● **SUPPLIED RECORDS**:
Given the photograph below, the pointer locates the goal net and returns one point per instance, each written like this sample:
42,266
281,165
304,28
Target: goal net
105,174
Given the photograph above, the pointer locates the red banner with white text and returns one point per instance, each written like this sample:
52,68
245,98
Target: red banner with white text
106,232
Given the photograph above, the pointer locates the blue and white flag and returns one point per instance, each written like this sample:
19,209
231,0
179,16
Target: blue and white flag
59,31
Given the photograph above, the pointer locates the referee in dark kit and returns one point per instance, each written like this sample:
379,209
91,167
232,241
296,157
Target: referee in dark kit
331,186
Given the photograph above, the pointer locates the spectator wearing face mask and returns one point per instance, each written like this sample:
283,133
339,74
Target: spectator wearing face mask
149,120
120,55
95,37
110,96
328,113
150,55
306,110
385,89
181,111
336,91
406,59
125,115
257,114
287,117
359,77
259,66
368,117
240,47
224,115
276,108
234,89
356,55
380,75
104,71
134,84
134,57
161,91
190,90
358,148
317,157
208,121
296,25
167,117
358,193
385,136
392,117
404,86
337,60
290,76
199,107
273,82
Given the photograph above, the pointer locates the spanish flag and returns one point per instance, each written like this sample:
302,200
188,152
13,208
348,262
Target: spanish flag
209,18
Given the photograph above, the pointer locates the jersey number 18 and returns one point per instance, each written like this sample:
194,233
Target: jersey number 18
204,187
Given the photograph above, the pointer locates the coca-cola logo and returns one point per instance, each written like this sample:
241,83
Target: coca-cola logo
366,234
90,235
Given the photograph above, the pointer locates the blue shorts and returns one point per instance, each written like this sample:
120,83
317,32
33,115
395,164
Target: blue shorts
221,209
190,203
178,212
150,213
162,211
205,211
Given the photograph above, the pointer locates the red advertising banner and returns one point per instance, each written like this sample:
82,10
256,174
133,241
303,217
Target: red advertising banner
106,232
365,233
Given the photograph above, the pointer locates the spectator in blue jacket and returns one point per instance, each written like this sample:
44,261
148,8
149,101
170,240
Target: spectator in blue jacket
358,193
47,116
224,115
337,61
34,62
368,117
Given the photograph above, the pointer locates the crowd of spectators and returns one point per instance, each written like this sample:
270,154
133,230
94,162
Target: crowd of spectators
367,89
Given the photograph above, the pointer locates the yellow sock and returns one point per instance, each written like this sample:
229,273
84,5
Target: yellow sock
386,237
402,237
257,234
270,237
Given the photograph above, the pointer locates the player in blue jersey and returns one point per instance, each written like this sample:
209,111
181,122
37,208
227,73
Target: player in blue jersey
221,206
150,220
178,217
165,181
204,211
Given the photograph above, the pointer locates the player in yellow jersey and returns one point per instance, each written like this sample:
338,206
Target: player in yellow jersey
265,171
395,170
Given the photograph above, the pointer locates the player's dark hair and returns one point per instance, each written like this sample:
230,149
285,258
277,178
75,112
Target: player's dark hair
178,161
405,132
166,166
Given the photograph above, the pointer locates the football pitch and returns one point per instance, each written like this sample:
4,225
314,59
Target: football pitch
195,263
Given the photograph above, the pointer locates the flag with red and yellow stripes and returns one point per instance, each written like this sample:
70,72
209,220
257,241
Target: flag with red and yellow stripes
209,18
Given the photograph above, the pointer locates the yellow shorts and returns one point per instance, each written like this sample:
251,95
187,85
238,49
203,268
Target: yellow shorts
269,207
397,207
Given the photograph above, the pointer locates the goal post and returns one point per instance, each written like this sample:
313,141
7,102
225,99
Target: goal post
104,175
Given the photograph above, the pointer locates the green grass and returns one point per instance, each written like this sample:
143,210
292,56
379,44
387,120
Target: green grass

● **TASK DIRECTIONS**:
Could you output every entry from the listing above without altering a word?

● **WRITTEN SOLUTION**:
Given the photograph below, the pointer locates the goal net and returns one point per instance, each written like this sample:
42,266
281,165
304,28
Target: goal net
105,174
Given the photograph above, the pointer locates the red banner with white text and returns one point per instance, each written like this sample:
52,68
245,98
Target: red banner with white text
106,232
Given the photograph above, the pointer locates the blue and white flag and returns one point per instance, each written like this sample:
19,209
231,0
179,16
Target: blue and white flag
59,31
Given the photograph above, the pointer locates the referee in dark kit and returns one point per instance, each written like this sample:
379,209
91,167
232,241
296,157
Target: referee in dark kit
331,186
Given the photograph above, the pointer locates the spectator wearing face mask and returns one point per instance, each written like this sample:
283,133
339,74
Target: spectator wearing face mask
149,120
120,55
95,37
110,96
328,113
150,55
306,110
385,89
181,111
336,91
406,59
125,115
257,114
287,117
359,77
259,66
368,117
240,47
224,115
276,108
234,89
356,55
380,75
104,71
134,84
134,57
161,91
190,90
358,148
317,157
208,121
296,25
167,117
358,193
385,136
392,117
404,86
337,60
290,76
199,107
273,82
Given the photograph above, the pointer locates the spanish flag and returns one point per instance, each written like this sample:
302,200
188,152
13,208
348,262
Target: spanish flag
209,18
Given the photograph above, the pointer locates the jersey number 18 and returns one point per instance, each written like this sample:
194,233
Target: jersey number 18
204,187
Given the photograph above, the pointer locates the coca-cola logo and returns one point per instance, each written like this sample:
241,83
Target: coca-cola logo
366,234
90,235
Given the photograph above, the pointer locates the blue shorts and returns one point per instance, each written like this sample:
120,83
317,32
33,115
395,164
Target: blue shorts
221,209
190,203
178,212
150,213
162,211
205,211
Given the photograph above, the pointer locates the red advertising banner and returns one point per instance, each written like this sample:
82,10
256,174
133,241
303,217
Target: red advertising banner
106,232
365,233
Given the photograph above, the pointer locates the spectator in blue jacket and returns one point per instance, each written like this sample:
44,261
148,8
149,101
170,240
Target: spectator in blue jacket
358,193
47,116
224,115
337,61
34,62
368,117
Given the photograph above, the pointer locates the crowd of spectators and returns one point per instance, each written like this sample:
270,154
133,230
94,162
Target: crowd of spectators
367,89
Given the photograph above, the pointer locates the yellow sock and returns one point per instance, each written like this sample:
229,273
84,5
Target: yellow sock
386,237
402,237
257,234
270,237
Given the photograph above, the pointer locates the player in blue jersey and returns one point per instance, each written like this sample:
209,111
181,122
37,208
227,73
Target: player in blue jersey
221,206
150,220
178,217
165,181
204,211
Given the photograph above, the pointer locates the player in yellow jersey and returns one point per instance, each written like this sample:
338,206
Target: player in yellow jersey
265,171
395,170
Given the photograph above, the pointer locates the player's dark hair and returns one point per instance, each written like this sample:
230,149
285,258
277,178
75,112
Target: player's dark hair
178,161
405,132
166,166
Given the photograph above, the pointer locates the football pitch and returns one point per instance, each written like this sample:
4,225
314,59
Target: football pitch
195,263
Given the photograph above, the pointer locates the flag with red and yellow stripes and returns one point per instance, each written like this sample:
70,72
209,220
257,241
Target: flag with red and yellow stripes
209,18
Given the photograph above, the pointer locates the yellow shorts and returns one point per instance, each written like this sample:
251,95
187,85
238,49
203,268
Target: yellow shorts
269,207
397,207
Given the photograph above, the pointer locates the goal post and returns one point per instance, each written like this sample:
313,141
7,102
225,99
Target: goal post
104,175
Given the photograph above, the pointer locates the green grass and returns one point per instance, each written like this sample:
143,210
292,56
379,44
387,120
Target: green grass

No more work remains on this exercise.